-- WHAT THIS TASK INVOLVES --
In the items below, swap every occurrence of "thickest part" for "widest part" and reproduce them otherwise unchanged.

-- ENTRIES SHOWN --
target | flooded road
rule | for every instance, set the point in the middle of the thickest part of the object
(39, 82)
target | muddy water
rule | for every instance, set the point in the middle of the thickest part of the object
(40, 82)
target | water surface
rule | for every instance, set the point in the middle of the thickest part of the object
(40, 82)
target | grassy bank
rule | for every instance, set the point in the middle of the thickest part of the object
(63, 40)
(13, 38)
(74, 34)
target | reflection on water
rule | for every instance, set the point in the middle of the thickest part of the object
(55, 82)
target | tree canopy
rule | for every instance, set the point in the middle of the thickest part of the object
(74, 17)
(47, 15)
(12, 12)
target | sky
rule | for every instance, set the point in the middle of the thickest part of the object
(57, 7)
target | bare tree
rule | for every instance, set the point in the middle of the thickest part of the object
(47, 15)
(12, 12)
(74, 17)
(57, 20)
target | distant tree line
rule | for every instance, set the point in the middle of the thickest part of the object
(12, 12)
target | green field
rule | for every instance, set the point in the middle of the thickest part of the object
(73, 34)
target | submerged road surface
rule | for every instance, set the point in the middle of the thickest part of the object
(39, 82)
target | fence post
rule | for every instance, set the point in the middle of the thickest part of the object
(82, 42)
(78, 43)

-- THE ANSWER --
target | flooded road
rule | for every instance, set the point in the middle of the widest part of the object
(39, 82)
target | muddy water
rule | for every instance, set the point in the middle of the widest part of the object
(40, 82)
target | water surface
rule | for every instance, set the point in the middle of the widest part of the object
(40, 82)
target | grassy bank
rule | for every instance, set the point in the middle of the widest part of the object
(63, 40)
(13, 38)
(74, 34)
target | reflection on water
rule | for every instance, set the point in the middle of the widest part of the object
(55, 82)
target | tree canopy
rule | for every instance, set the point in the middle of the widest part of the object
(74, 17)
(47, 15)
(12, 12)
target | sky
rule | for every instance, set the point in the middle of the widest part of the object
(57, 7)
target | bare tree
rule | for every instance, set the point in the middle of the widest part of the object
(47, 15)
(12, 12)
(74, 17)
(57, 20)
target | distant tree line
rule | for every instance, set the point in the middle of the widest part of the object
(12, 12)
target | green field
rule | for every instance, set the point in the middle of the widest part of the object
(73, 34)
target | submerged road surface
rule | for every instance, set the point in the middle of the widest part of the object
(39, 82)
target | fence post
rule | for every instance, set the point in the middle of the widest part of the object
(82, 42)
(78, 43)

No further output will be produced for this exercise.